Repeat the Sacred Steel article word for word from "What do we mean" to "of the year.".

== Text provided

Sacred Steel

By Craig Havighurst, Music City Roots Producer

What do we mean when we say music has meaning? A song tells a story and makes us think and relate as a fellow human. Hymns uplift us and turbocharge our feelings of transcendence. Jam bands make musical space and time where we can share glances and high fives with total strangers and make connections while dancing to our own whims. Instrumental music is hardest to pin down; it evokes and suggests but never dictates. This is its greatest and most overlooked virtue. Listen to this week’s artists on Roots for a bit of all of this wide range of musical meaning. We’ve got a venerated folk singer, a soulful, improv-heavy folk rock band, a writer of sacred songs that speak to everyone and an instrumental duo built on guitar standard and steel. I’m personally looking forward to this one as one of our most beguiling blends of the year.

Phil Madeira embraces “hymns for the rest of us” as he put it on his signature project Mercyland, a various-artists project released in 2012 that led to the greatest roots gospel music gathering I’ve ever experienced, a show at the Downtown First Presbyterian Church during the Americana Music Festival. Madeira, a multi-instrumentalist, songwriter, producer and author, made an unlikely journey from the Christian music industry to Americana music through his friends Buddy and Julie Miller. He’s worked with them extensively as well as a long stint backing Emmylou Harris on keys. He’s had his songs recorded by Garth Brooks, Keb Mo and Bruce Hornsby among many others. But he’s so much more than a resume. He’s a philosopher and a humanitarian who pursued the Mercyland project as a balm to what he saw as industrialized, politicized and exclusionary modern Christianity. He proposed that his guest artists – The North Mississippi All-Stars, Sean Mullins, Buddy, Emmylou and more, sing and write about God as love and nothing but love. He’s a guy with a special aura that I know will translate into something sublime and moving on our stage.

====
== Data for analysis

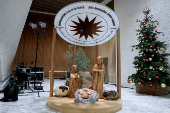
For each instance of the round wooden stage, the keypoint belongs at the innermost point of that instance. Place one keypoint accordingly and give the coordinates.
(67, 105)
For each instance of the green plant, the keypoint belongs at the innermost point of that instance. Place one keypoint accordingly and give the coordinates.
(151, 64)
(82, 61)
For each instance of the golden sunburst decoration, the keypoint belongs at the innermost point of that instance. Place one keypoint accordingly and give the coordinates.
(86, 28)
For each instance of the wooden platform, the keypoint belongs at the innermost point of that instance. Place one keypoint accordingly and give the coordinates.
(67, 105)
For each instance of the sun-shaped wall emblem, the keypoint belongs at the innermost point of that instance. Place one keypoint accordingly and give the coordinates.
(86, 28)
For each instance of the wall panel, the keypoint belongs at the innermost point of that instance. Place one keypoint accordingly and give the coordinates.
(27, 47)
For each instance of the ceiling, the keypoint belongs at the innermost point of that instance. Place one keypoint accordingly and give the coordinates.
(53, 6)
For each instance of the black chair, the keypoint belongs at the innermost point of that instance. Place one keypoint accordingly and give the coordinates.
(21, 79)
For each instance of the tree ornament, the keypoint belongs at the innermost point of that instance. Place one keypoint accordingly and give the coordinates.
(146, 11)
(161, 49)
(137, 70)
(151, 67)
(150, 59)
(133, 83)
(157, 76)
(150, 85)
(163, 85)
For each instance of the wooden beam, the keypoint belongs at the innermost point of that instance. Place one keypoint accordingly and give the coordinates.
(118, 64)
(52, 62)
(74, 54)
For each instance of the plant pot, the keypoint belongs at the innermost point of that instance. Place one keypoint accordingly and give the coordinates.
(155, 90)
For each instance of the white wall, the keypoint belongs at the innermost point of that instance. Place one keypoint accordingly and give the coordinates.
(130, 10)
(13, 14)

====

Finished task -
What do we mean when we say music has meaning? A song tells a story and makes us think and relate as a fellow human. Hymns uplift us and turbocharge our feelings of transcendence. Jam bands make musical space and time where we can share glances and high fives with total strangers and make connections while dancing to our own whims. Instrumental music is hardest to pin down; it evokes and suggests but never dictates. This is its greatest and most overlooked virtue. Listen to this week’s artists on Roots for a bit of all of this wide range of musical meaning. We’ve got a venerated folk singer, a soulful, improv-heavy folk rock band, a writer of sacred songs that speak to everyone and an instrumental duo built on guitar standard and steel. I’m personally looking forward to this one as one of our most beguiling blends of the year.